§ Available records:
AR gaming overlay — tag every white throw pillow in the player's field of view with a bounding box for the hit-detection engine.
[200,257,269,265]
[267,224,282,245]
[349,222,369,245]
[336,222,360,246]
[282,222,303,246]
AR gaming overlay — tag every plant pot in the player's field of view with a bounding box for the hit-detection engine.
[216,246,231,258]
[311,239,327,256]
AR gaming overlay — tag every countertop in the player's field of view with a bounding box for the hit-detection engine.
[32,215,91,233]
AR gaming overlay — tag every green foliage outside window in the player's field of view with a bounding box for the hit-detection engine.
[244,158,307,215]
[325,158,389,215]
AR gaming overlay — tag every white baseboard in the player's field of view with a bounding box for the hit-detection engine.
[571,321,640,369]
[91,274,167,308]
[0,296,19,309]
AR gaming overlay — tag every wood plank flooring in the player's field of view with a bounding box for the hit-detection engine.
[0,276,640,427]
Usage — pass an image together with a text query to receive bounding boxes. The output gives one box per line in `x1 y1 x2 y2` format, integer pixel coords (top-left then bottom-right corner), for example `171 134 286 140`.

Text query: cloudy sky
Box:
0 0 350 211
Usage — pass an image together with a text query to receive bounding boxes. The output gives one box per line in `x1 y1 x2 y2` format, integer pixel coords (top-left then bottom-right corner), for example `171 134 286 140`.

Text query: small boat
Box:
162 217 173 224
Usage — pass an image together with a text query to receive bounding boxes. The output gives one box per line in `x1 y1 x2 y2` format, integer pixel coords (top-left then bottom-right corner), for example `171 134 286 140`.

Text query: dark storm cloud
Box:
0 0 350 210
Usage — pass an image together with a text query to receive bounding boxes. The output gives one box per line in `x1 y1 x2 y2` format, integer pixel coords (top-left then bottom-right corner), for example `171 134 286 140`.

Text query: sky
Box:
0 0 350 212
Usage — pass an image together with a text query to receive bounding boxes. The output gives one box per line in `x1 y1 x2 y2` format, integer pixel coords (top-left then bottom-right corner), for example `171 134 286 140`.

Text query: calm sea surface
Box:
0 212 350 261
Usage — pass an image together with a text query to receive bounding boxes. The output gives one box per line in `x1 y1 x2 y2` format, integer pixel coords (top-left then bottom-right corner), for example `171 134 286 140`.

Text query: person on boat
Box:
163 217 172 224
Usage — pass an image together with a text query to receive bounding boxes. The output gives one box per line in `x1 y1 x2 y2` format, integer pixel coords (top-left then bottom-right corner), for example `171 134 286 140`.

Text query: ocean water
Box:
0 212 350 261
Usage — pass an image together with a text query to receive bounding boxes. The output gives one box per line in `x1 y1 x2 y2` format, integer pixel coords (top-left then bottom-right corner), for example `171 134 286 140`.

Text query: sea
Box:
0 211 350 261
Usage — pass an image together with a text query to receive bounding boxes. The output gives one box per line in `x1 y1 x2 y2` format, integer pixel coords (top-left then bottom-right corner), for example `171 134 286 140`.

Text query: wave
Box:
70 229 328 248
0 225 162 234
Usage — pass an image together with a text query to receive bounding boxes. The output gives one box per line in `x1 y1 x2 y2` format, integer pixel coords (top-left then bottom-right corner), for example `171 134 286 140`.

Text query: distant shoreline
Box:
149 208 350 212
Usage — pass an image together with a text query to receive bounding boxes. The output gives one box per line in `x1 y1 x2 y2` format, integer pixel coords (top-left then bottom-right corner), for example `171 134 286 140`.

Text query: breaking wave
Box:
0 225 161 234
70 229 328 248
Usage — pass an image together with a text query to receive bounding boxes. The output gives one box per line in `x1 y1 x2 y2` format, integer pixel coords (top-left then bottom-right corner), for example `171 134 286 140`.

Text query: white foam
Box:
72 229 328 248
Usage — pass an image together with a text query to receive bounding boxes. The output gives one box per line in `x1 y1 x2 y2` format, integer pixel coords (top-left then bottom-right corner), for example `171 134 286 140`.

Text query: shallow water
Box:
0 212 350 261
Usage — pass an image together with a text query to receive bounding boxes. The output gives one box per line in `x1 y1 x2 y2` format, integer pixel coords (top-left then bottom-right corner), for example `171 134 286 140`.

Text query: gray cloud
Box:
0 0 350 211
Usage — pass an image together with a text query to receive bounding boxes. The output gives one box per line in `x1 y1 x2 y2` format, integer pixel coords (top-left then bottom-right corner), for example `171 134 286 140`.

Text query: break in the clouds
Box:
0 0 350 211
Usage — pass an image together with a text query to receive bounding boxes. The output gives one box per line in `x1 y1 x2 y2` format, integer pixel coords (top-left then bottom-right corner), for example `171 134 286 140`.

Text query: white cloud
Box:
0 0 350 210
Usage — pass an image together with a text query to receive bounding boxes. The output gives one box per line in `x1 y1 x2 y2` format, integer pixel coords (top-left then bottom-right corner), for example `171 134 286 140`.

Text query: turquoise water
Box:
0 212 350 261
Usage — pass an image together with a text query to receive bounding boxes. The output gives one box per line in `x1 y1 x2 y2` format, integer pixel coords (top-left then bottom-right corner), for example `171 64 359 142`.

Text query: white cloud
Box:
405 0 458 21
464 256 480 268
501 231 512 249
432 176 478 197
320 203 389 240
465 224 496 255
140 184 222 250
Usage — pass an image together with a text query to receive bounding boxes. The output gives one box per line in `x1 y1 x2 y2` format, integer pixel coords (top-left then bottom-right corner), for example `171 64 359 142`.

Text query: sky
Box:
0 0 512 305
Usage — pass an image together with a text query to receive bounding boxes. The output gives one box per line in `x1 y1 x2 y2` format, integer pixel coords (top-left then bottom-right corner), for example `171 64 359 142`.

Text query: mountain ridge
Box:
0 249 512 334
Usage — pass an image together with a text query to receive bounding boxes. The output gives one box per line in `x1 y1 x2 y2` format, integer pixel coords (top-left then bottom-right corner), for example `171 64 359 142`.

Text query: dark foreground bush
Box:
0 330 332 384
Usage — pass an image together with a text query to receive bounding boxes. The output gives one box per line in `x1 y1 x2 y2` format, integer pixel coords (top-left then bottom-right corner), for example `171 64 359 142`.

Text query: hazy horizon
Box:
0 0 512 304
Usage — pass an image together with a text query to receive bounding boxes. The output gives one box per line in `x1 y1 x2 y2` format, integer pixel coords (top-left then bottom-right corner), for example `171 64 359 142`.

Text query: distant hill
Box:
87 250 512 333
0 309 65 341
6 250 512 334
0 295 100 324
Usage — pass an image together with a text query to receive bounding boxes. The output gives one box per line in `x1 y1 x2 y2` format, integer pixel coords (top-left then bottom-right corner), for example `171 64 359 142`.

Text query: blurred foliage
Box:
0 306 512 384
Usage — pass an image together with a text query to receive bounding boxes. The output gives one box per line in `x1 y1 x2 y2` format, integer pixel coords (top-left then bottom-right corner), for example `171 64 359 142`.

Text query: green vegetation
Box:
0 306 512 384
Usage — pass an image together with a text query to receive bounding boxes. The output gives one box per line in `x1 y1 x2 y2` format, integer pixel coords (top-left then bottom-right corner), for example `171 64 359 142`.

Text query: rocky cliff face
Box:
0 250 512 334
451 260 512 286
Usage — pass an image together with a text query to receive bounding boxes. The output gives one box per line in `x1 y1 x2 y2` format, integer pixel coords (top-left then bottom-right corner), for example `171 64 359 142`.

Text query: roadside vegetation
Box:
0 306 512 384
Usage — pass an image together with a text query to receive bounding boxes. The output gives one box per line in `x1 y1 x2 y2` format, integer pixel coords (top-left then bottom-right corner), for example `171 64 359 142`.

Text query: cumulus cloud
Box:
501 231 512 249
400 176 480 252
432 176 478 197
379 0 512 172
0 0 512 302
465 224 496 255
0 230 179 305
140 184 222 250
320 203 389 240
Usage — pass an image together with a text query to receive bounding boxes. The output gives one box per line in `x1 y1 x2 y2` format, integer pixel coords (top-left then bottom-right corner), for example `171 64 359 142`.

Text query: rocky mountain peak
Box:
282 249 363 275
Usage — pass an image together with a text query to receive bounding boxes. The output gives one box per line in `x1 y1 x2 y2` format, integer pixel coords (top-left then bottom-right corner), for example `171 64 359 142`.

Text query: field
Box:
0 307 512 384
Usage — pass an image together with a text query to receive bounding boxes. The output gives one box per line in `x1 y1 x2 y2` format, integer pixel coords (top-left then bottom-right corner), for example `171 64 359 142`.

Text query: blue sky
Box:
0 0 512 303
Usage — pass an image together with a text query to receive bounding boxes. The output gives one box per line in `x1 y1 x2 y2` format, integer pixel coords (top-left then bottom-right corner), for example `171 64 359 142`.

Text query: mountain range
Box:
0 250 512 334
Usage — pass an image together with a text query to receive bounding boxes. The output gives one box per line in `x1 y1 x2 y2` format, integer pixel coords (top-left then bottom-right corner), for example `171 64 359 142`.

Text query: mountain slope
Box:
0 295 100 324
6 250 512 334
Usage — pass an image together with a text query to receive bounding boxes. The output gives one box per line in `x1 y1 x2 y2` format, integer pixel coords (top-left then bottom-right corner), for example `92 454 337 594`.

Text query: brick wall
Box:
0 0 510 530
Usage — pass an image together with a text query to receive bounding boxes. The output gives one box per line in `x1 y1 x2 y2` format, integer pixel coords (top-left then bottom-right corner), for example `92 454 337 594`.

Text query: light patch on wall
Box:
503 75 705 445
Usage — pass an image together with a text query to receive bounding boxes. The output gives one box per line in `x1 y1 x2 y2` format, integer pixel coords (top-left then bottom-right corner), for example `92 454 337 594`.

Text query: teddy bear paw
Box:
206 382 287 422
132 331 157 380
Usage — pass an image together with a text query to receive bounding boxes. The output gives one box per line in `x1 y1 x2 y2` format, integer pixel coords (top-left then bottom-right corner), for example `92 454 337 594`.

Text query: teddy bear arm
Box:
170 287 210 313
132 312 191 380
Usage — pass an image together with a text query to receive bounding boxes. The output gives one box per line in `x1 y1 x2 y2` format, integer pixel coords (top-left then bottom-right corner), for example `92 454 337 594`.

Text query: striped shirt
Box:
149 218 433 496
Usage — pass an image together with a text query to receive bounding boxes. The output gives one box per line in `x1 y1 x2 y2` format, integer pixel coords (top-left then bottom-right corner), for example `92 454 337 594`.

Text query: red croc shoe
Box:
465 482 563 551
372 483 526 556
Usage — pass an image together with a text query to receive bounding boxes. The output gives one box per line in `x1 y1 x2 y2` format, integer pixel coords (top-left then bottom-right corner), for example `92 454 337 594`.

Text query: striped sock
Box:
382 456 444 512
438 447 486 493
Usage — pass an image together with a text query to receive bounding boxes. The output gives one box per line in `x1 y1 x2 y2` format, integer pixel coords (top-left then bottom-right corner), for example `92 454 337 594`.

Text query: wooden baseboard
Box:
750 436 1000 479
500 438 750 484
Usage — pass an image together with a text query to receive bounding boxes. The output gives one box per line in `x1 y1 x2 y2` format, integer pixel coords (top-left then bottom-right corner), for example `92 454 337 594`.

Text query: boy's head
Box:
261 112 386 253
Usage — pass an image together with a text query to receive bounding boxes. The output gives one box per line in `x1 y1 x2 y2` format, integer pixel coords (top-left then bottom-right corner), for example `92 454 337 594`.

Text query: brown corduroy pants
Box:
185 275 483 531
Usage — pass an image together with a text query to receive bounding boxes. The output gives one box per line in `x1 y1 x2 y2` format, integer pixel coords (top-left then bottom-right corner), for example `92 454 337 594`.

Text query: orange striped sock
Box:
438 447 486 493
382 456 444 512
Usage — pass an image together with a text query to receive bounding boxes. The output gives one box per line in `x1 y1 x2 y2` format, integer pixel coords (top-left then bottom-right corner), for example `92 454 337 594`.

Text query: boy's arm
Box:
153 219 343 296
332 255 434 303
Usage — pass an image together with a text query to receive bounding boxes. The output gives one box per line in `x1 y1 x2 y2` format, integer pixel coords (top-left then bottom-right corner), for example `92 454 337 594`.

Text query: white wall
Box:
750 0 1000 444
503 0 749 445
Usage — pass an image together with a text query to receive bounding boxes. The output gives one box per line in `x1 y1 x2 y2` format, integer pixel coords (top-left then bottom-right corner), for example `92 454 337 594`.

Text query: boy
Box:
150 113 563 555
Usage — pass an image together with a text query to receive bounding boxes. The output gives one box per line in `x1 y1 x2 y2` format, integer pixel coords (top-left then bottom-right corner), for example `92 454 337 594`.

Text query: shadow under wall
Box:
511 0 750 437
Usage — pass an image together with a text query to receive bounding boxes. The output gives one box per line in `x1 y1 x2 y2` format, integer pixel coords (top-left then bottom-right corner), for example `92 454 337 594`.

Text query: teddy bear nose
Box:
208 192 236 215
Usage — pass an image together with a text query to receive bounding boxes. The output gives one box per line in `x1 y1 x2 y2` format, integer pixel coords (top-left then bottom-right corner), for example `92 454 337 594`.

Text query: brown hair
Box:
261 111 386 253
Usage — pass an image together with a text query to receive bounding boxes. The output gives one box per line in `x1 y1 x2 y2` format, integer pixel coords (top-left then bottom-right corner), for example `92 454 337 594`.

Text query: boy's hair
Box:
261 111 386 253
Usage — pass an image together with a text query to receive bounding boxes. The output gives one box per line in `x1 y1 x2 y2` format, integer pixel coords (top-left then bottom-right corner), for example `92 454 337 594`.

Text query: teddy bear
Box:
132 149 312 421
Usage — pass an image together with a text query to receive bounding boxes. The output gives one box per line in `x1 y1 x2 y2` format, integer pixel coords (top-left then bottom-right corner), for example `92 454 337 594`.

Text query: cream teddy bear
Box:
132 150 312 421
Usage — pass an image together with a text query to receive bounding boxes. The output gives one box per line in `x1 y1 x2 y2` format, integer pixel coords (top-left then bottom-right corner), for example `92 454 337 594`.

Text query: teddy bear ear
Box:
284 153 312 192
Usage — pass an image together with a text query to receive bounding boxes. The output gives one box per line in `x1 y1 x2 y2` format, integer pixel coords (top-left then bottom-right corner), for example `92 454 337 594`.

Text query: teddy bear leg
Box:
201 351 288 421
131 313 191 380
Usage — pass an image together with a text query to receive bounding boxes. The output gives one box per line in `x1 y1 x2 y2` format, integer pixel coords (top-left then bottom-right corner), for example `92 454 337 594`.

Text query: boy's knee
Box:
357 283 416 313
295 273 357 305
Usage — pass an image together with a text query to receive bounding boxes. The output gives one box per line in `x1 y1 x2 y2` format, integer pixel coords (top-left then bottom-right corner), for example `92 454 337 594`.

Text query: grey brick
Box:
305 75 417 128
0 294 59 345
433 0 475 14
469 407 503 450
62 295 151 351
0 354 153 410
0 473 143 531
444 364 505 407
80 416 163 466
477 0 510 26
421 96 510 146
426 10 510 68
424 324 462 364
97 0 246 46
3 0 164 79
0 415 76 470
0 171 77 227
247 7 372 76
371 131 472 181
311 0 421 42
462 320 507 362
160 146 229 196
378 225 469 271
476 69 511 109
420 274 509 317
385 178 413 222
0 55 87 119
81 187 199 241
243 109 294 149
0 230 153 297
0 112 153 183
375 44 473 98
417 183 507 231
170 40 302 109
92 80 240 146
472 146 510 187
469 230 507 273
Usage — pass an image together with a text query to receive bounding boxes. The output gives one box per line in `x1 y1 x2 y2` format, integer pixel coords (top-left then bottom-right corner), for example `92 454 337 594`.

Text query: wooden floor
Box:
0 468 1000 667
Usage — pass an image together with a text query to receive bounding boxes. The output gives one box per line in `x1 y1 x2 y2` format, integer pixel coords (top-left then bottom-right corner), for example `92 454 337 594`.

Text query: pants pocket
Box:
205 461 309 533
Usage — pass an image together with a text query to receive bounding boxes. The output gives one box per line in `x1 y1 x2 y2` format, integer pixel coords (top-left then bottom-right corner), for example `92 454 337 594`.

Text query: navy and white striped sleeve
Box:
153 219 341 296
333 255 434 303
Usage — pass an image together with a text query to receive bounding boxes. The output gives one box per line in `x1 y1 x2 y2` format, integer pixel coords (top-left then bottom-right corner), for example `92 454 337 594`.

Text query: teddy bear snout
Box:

§ Exercise goal:
Gather every line in the listing above that contains the word "boat" and copy each one in full.

§ Exercise output:
Text query: small boat
Text query: person on boat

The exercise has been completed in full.